> **Selected text**
-.-.-

= List of League of Legends media =

League of Legends is a multiplayer online battle arena video game developed and published by Riot Games. Announced in October 2008, it was released for Microsoft Windows in Europe and North America as a free-to-play title on October 27, 2009, after six months of beta testing. The game has since been ported to macOS and localized for markets worldwide; by 2012 it was the most played game in the world. League of Legends is often considered to be the biggest esport globally, with the 2020 League of Legends World Championship final peaking at 45.9 million concurrent viewers.

To commemorate the tenth anniversary of the game, Riot debuted several pieces of spin-off games, including a version for mobiles and consoles, a digital collectible card game named Legends of Runeterra, and a standalone mobile release of the auto battler game mode Teamfight Tactics. Later the same year, Riot announced Riot Forge, a publishing label for video games set in the League of Legends universe developed by third-party developers. After previously releasing the tabletop game Mechs vs. Minions in 2016, Riot made public a tabletop division in early 2020 along with its first title, which was released in September that year.

-.-.-

> **Exercise description**
List every game or game mode that the League of Legends media text names by title.

> **Data supplied**
-.-.-

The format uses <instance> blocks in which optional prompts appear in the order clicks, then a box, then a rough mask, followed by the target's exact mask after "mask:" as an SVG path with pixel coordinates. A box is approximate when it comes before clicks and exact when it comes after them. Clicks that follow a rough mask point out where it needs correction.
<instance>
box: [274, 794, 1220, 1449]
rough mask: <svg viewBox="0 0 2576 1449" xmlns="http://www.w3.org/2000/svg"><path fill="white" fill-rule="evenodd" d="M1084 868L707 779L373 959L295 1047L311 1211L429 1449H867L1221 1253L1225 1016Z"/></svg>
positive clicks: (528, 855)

-.-.-

> **Written solution**
League of Legends
Legends of Runeterra
Teamfight Tactics
Mechs vs. Minions